■ **Required action**
Write each entry out again exactly as it was given.

----

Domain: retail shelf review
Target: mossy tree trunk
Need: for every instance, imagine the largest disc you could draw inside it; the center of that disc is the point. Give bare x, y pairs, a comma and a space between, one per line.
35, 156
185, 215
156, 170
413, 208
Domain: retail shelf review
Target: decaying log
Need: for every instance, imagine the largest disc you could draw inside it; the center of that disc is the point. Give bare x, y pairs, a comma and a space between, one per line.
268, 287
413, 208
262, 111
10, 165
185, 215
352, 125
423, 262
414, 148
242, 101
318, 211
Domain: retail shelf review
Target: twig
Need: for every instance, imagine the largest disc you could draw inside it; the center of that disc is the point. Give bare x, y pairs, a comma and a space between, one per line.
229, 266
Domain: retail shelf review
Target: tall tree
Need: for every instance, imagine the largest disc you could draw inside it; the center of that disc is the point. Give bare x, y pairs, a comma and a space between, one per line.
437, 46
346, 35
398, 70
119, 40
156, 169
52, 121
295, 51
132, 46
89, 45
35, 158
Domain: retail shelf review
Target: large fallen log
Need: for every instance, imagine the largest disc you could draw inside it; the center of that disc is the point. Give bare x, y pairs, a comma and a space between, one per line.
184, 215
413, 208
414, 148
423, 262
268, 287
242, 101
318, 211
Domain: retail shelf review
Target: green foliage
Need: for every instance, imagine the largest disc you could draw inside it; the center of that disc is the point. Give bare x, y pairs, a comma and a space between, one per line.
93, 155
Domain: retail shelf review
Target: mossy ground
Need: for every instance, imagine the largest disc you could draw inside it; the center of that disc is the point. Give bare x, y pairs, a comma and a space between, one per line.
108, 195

----

■ **Exercise result**
Domain: retail shelf review
Target: mossy tree trunk
Need: for every instance, imagine the largest disc you could draw inside it; the center of that disc is the point. Give bare x, y pairs, a comma and a space between, one per line.
35, 156
185, 215
156, 170
413, 208
Domain: retail shelf review
Target: decaying log
Need: for every instance, imagine the largest disc you could draw inside it; the center of that disc is the point. Give bare x, y pairs, a comma and a space between, one per line.
268, 287
413, 208
262, 111
10, 165
185, 215
352, 125
423, 262
414, 148
242, 101
318, 211
Domain: retail shelf review
Target: twig
Need: for every instance, imagine the largest disc you could draw inside it; the center of that disc is the point. Give bare x, y pairs, a comma and a space between, one per line.
229, 266
Domain: retail shelf review
Target: tall tree
Need: for every instance, imagine the largest disc you could draw inside it; the center of that disc is the point. Give bare x, y pairs, a comma and a space between, one per line.
437, 46
346, 35
398, 70
119, 40
156, 169
52, 121
295, 51
132, 46
89, 45
35, 158
Domain: retail shelf review
Target: large fallen log
Need: for every instance, imagine the largest disc you could draw inside it; the center of that disc is the point. Give bare x, y pairs, a comma and a space between, one per line.
184, 215
413, 208
414, 148
423, 262
268, 287
242, 101
318, 211
Domain: retail shelf review
Target: green foliage
Need: for every instance, imagine the largest disc you could draw inside it; the center of that disc is the point. Give bare x, y pairs, a comma and a space between, one per line.
93, 155
Domain: retail shelf review
Target: mossy ground
Need: for every instance, imagine the largest disc you could draw inside it; the center of that disc is the point. Give bare x, y pairs, a comma and a space between, one per line.
108, 195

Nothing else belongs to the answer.